READING PASSAGE:
——

First, one can change the definition of judicial constraint to include fidelity to past judicial constructions that are consistent with original meaning. Hence, judges have a duty to obey both original meaning and past judicial constructions of original meaning. These constructions fill out and make more precise the obligations of the constitutional text. But under a thin theory of original meaning, this solution would mean (in most cases) that judges have a duty to apply previous precedents. Most of the constraint would be constraint by precedent, albeit precedents that are themselves consistent with original communicative content.
Second, one might argue that some constructions, even if not part of original meaning, are the only plausible implementation of original meaning. Then judicial constraint would mean that judges are bound both by original meaning and any constructions that all reasonable interpreters would accept. Thus, one might argue that the presumption of liberty is the only plausible rendering of the Fourteenth Amendment's original meaning, and that the presumption of constitutionality is an unreasonable construction.
It is worth emphasizing that Barnett does not say this. Rather, he argues that the presumption of liberty is a construction. To be sure, he believes that it is a better construction than a presumption of constitutionality. That is because of the political theory he believes underlies the Constitution. But, as he acknowledges, this theory is contested, and his new book points out that there is at least one other long-standing tradition, which he calls the Democratic Constitution, that does not accept the presumption of liberty. Because the presumption of constitutionality is also a plausible construction of original meaning, it is also consistent with judicial constraint. If so, the concept of judicial constraint will not do much critical work in deciding between these two presumptions.
A related version of the second solution is to argue that judges should be constrained by what they believe to be the best construction of original meaning, even if other people might reasonably disagree. Thus, a judge who agreed with Barnett's constitutional theory could strike down economic regulations using the presumption of liberty because the judge believes that this construction is the best one; the judge could then justify this decision on the basis of judicial constraint. The judge is constrained to adopt what he or she believes is the best construction of original meaning.
I myself have no problem with this solution. I think it best describes how the process actually works. (It is also more or less consistent with a Dworkinian model of interpretation, in which different interpreters will often reach different answers about what makes the law the best it can be.)
But again, this approach is unlikely to give conservatives and libertarians what they are looking for. That is because a judge who disagrees with the presumption of liberty could also use the philosophy of judicial constraint to uphold the economic regulations. That judge would argue that the presumption of constitutionality is the best construction of the Constitution's original meaning; therefore the judge has a duty to follow it, and not Barnett's presumption of liberty.
If both sides can claim that judges are being constrained by original meaning, the concept of judicial constraint will not do very much work in justifying conservative and libertarian arguments.
This brings me to the third, and in my view, most likely solution. In order for the concept of judicial constraint to do significant work in justifying robust judicial review for conservatives and libertarians, one has to believe that original meaning will resolve a fairly large set of contested cases, and that there is comparatively little need for constitutional construction in these cases. In order to give the concept of judicial constraint critical bite, one has to have a relatively thick account of original meaning in order to ensure, in any particular constitutional controversy, that the arguments on the other side are ruled out because they are inconsistent with original meaning.

——

YOUR TASKS:
(A) Answer these questions about the passage on judicial constraint:
(i) What name does Barnett give to the long-standing tradition that does not accept the presumption of liberty?
(ii) Which model of interpretation does the author say the "best construction" solution is more or less consistent with?
(iii) Under the third solution, what kind of account of original meaning does one need to give judicial constraint critical bite?
(B) Carry on the passage on judicial constraint, picking up after its final sentence.

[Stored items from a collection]
——

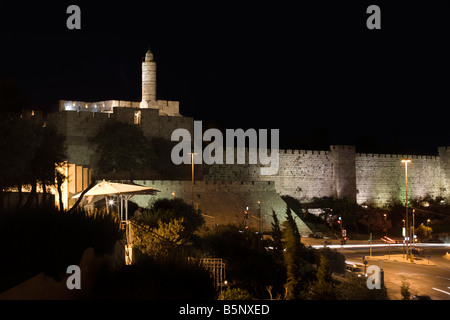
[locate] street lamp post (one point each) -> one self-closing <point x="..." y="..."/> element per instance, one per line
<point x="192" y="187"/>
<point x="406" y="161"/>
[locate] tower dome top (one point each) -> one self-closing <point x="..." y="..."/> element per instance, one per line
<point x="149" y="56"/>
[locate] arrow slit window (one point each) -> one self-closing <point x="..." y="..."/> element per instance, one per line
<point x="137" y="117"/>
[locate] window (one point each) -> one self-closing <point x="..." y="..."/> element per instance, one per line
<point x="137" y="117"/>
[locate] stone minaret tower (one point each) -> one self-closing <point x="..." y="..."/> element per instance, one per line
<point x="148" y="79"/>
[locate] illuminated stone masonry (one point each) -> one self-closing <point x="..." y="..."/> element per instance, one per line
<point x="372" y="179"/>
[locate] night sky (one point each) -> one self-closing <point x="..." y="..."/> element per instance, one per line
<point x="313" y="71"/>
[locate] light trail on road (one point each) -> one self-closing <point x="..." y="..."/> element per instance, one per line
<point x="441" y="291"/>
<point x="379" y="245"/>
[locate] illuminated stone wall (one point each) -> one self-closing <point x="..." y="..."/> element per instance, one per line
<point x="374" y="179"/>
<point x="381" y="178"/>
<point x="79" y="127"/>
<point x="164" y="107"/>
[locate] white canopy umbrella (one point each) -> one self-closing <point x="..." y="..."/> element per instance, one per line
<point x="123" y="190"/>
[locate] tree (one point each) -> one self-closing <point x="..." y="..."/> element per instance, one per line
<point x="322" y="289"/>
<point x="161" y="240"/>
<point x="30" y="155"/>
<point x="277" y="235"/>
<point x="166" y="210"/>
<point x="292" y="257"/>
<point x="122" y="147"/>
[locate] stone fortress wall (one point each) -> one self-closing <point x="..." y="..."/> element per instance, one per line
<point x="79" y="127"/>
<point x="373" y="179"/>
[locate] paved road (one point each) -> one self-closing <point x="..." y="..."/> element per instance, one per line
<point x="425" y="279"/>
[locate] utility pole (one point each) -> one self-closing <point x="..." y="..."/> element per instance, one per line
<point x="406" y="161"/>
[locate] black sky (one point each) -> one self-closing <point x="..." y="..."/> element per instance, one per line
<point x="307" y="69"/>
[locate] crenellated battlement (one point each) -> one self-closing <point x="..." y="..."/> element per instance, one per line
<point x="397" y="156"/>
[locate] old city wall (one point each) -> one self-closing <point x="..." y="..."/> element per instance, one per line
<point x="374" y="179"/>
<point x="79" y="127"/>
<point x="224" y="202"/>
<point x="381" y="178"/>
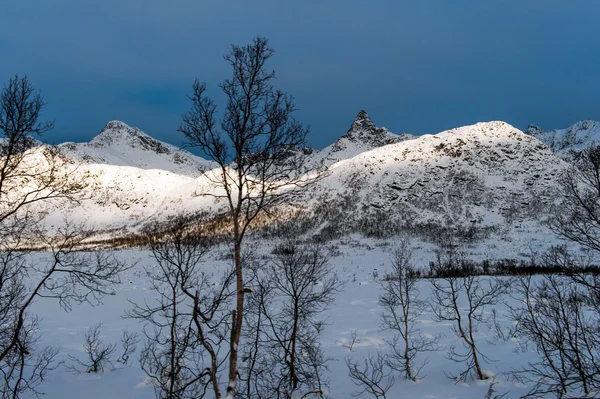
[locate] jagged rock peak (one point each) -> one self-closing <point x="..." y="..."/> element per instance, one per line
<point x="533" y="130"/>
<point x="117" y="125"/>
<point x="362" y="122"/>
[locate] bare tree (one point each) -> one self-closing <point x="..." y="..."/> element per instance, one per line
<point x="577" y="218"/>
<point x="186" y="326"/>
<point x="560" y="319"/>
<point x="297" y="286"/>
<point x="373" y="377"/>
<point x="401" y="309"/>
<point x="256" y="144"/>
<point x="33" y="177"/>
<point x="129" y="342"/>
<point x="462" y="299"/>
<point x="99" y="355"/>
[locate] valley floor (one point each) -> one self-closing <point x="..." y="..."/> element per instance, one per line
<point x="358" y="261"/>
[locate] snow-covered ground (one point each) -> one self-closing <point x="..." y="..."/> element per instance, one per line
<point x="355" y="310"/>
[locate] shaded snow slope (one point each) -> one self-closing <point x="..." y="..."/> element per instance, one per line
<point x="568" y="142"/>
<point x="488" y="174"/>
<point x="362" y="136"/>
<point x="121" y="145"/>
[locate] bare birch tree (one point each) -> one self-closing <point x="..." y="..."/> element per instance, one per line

——

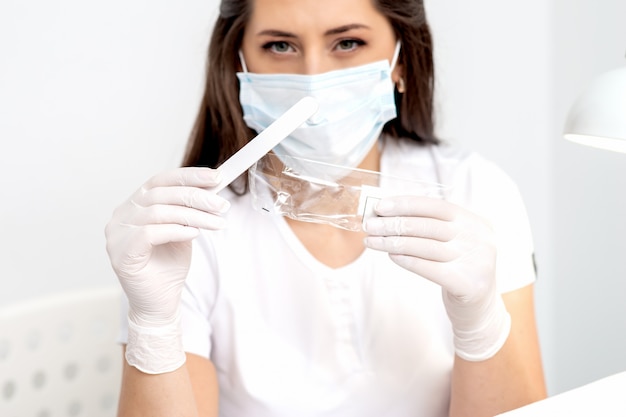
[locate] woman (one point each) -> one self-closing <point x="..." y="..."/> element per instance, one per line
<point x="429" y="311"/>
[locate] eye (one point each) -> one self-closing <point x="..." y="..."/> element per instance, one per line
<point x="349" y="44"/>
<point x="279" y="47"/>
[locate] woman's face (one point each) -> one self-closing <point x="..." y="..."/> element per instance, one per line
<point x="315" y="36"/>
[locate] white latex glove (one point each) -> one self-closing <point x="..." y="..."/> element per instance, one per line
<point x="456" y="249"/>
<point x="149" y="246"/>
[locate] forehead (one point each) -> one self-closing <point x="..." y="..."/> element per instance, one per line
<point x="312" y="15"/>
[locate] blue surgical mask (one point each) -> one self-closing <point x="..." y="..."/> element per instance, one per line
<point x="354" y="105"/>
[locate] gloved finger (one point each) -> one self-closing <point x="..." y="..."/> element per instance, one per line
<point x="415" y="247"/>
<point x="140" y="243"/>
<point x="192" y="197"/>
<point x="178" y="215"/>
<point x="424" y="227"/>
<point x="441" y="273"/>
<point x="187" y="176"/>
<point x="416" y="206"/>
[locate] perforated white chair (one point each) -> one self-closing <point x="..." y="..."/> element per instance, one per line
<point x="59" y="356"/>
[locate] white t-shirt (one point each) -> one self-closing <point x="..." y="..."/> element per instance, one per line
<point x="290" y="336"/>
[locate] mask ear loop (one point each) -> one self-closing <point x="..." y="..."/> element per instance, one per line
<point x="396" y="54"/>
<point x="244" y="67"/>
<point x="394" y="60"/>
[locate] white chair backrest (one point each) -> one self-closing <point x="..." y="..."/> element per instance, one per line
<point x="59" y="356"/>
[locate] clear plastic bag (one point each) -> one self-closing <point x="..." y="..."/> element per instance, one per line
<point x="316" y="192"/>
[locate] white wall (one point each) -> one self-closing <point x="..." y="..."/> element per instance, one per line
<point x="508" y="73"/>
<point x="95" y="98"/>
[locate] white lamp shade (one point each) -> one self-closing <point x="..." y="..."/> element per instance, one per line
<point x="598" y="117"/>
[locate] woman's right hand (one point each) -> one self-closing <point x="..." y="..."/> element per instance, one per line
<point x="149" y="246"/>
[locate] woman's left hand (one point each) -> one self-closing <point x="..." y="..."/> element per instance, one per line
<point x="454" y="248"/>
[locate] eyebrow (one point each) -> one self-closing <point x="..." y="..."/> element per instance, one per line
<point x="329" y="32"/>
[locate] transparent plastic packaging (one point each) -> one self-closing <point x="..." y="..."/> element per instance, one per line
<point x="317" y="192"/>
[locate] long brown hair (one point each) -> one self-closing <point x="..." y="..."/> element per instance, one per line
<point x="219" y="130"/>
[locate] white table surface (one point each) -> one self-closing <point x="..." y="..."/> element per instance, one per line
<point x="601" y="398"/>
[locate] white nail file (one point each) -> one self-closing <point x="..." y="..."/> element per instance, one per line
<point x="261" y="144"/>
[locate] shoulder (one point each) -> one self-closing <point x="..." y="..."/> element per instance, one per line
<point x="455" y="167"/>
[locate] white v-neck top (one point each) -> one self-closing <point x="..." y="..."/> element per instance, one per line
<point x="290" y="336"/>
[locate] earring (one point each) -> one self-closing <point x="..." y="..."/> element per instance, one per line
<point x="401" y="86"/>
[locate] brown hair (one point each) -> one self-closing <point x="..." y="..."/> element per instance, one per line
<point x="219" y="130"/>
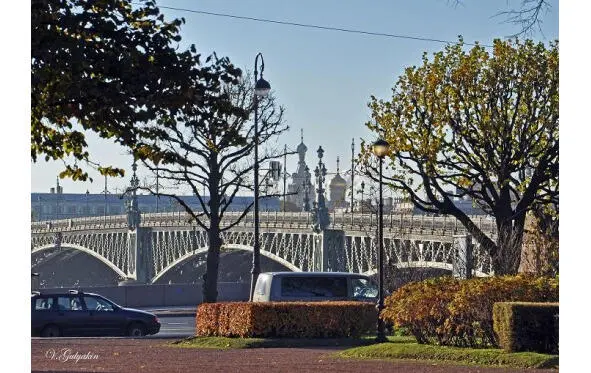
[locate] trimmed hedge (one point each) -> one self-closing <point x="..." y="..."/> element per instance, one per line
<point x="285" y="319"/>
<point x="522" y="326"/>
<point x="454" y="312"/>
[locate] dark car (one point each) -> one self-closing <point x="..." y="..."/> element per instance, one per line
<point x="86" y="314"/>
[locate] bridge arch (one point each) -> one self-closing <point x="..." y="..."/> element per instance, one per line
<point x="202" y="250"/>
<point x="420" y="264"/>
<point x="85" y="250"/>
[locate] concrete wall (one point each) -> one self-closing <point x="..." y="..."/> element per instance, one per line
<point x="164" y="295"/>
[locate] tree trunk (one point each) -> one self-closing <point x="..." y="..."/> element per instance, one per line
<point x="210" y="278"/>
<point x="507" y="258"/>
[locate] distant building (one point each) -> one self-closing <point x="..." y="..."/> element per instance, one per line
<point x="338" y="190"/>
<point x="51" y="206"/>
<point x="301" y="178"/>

——

EXERCISE RESULTS:
(A)
(i) The Democratic Constitution.
(ii) A Dworkinian model of interpretation.
(iii) A relatively thick account of original meaning.

(B)
This means that one must reject a thin conception of original meaning and adopt a thick conception. Doing so will greatly limit the construction zone and the range of possible constructions that will be consistent with original public meaning. In the alternative, one might follow Justice Scalia (or John McGinnis and Michael Rappaport) and reject the interpretation/construction distinction entirely. Then one might argue that most if not all constitutional decisionmaking is compelled by original meaning (assisted, perhaps, by McGinnis' and Rappaport's theory of original legal methods).
I believe that, in the long run, this is the solution that many constitutional conservatives and libertarians will adopt if they want to embrace the theory of judicial constraint. They might argue, for example, that the original public meaning of the Constitution is inconsistent with many features of the New Deal and the modern Administrative State. Therefore judges have a judicial duty to strike down these features and the laws and administrative regulations that rely on them.
Unfortunately, this solution poses a problem for the New Originalism. That is because the New Originalism is premised on the distinction between interpretation (the search for original meaning) and construction (which occurs when original meaning "runs out.") The New Originalism seems to suggest - even if is not logically committed to - a relatively thin conception of original meaning and a relatively wide zone for constitutional construction. (To be sure, this might not apply to Keith Whittington's version of the New Originalism. He has argued that judges are normally not permitted to engage in constitutional construction. Hence he might argue that for judges, the construction zone does not exist or is very limited.)
Assuming that judges can engage in constitutional construction, they can often come out on either side of a contested issue and still claim that they are constrained by original meaning.
For example, suppose that libertarian lawyers want to adopt Barnett's presumption of liberty and argue that it is compelled by the theory of judicial duty and judicial constraint. They will have to adopt a far thicker account of original meaning than Barnett himself has provided. Put another way, they will have to reclassify what he calls constitutional constructions as requirements of original meaning.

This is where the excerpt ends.